Extract provided:

Under Pressure

So guess what? I’ve been COOKING. It feels so great to be in the kitchen again! Feels like home. Just with some new friends.

I have to admit, I was avoiding the “cooking in India” bit immensely because of some silly mental roadblocks. Excuses really.

Like the fact that your veggies don’t come conveniently triple washed from Trader Joes. Instead, veggies come chalked with dirt directly from the good earth and you have to wash the chunks of dirt away five times more carefully, with filter water.20130825-173851.jpg

Then, there was the overwhelming foreign spice drawer. I love LOOKING at the colors and smelling the different seeds, but I never really wanted to get involved with those guys. I prefer my good old brown sugar and butter friends. Who are these zeera, haldi, duniya, mirchi, rye, guys anyway? New smells and no measurements.  How do I know what tastes good together? How do I know how much to use? Spices are like CRAYONS. If you mix them all together at once, you just get an ugly brownish green. Yikes.

The gas stove jumps at you every time when you light it with the hand lighter. Pressure cookers make me shudder, those moody, hot, angry beasts yelling at you at unpredictable moments. You even have to lock them!

And I confess, the biggest excuse was that I had just gotten luxuriously lazy. Oh Sangeeta, (our maid) can do it for me.

My good friend and amazing Iyengar yoga teacher, Kimberly, shook me out of this nonsense. One morning in the hall, we couldn’t decide what to practice. “Well, my very first teacher told me, ‘First do what you need, then do what you need to understand, then do the poses you have been avoiding for awhile.'” Gosh. She is so wise. That day, we did lengthy sirsasana variations. Tough but eye-opening. I didn’t even know I could do these poses! You can read more from her here on her blog.20130825-174020.jpg

This got me thinking about the things I’ve been avoiding for awhile. Why of a sudden, do they become things I start to dread, or worse fear, and eventually earn the label of “hard”? How does this happen? Why does this happen?

In the absence of my attention, they are misunderstood. In my avoidance, these small, possible, and even enjoyable! things are blown into huge foreign monsters that make me squirm and feel uncomfortable. Hmm. Sounds, looks, smells like a big ball of wasted energy.

Things are different at the case de sonia in Pune.

I discovered how incredibly therapeutic it was to turn on my music and clean fresh methi fenugreek leaves. Ridge gourds are so beautiful and bitter gourds are so…bitter! I learned a trick from Sonali, my landlady – salt them and squeeze the bitterness out before cooking.

Data under study:
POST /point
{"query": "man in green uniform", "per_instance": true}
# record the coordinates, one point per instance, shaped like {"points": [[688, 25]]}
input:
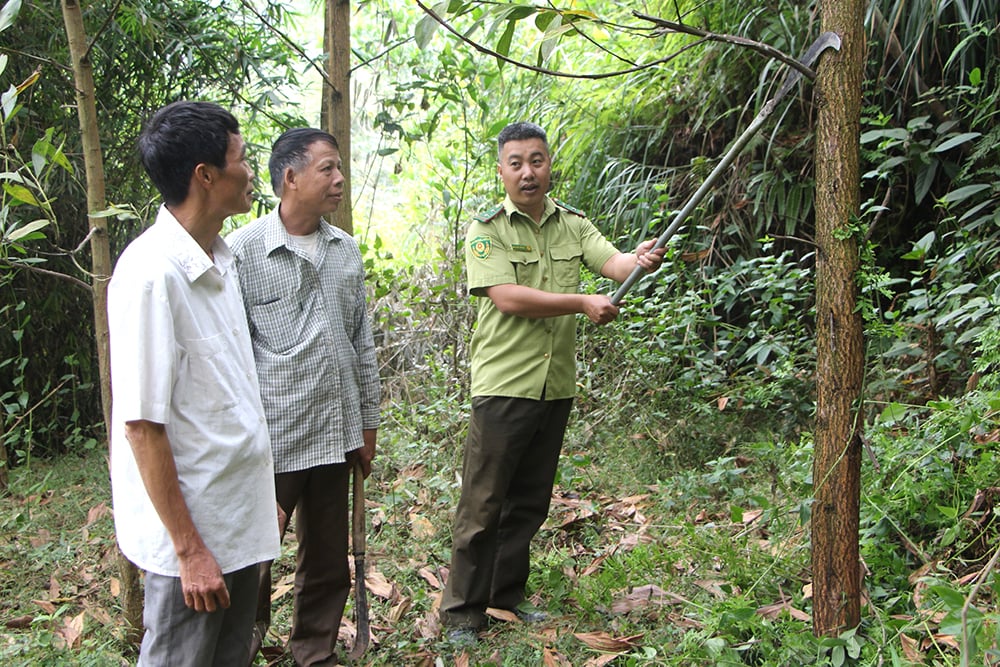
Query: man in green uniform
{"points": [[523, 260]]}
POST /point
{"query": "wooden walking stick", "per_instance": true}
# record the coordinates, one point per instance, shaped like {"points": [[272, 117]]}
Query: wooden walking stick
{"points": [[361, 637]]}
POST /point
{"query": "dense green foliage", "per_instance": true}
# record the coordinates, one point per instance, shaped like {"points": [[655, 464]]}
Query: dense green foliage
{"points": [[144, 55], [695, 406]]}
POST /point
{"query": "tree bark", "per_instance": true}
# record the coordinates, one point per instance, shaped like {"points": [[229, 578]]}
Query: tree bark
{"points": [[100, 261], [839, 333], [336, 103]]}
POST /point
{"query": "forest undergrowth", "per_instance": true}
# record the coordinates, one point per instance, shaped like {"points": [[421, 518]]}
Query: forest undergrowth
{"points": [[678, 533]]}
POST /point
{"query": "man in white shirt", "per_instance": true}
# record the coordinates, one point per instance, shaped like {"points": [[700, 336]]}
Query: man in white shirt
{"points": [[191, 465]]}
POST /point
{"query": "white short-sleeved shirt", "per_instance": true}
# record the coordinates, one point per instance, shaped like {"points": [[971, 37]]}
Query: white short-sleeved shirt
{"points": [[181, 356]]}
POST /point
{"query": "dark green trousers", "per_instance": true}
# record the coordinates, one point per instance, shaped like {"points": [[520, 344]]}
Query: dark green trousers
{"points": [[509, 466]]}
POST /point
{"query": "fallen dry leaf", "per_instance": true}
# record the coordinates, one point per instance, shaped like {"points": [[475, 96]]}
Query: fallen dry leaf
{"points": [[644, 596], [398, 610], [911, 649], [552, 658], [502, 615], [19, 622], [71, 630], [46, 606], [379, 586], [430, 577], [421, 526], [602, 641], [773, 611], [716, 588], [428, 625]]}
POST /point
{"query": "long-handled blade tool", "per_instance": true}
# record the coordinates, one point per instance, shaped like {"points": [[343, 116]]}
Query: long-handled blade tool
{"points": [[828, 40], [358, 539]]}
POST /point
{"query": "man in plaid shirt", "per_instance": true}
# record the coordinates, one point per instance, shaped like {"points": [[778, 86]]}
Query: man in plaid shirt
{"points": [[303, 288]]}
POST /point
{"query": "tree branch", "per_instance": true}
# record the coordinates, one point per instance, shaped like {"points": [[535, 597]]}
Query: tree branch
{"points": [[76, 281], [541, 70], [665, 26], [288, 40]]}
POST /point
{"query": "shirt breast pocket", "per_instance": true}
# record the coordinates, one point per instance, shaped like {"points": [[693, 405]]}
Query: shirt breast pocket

Exercises to complete:
1. Say whether each statement agrees with the cooking post. Answer yes or no, and quote the words from the post that settle it. (a) Kimberly is an Iyengar yoga teacher. (b) The writer says vegetables in India come triple washed. (c) The writer's maid is named Sangeeta.
2. Answer these questions from the cooking post, one answer per line:
(a) What does the writer compare spices to?
(b) What does the writer say you even have to do to pressure cookers?
(c) In what city is the casa de sonia?
3. Pull out everything in the cooking post from "Things are different" down to "out before cooking.", word for word.
The data that comes after the cooking post is separate material and has nothing to do with it.

Solutions to the exercise:
1.
(a) Yes: "My good friend and amazing Iyengar yoga teacher, Kimberly"
(b) No: "Instead, veggies come chalked with dirt directly from the good earth"
(c) Yes: "Oh Sangeeta, (our maid) can do it for me."

2.
(a) Crayons
(b) Lock them
(c) Pune

3.
Things are different at the case de sonia in Pune.

I discovered how incredibly therapeutic it was to turn on my music and clean fresh methi fenugreek leaves. Ridge gourds are so beautiful and bitter gourds are so…bitter! I learned a trick from Sonali, my landlady – salt them and squeeze the bitterness out before cooking.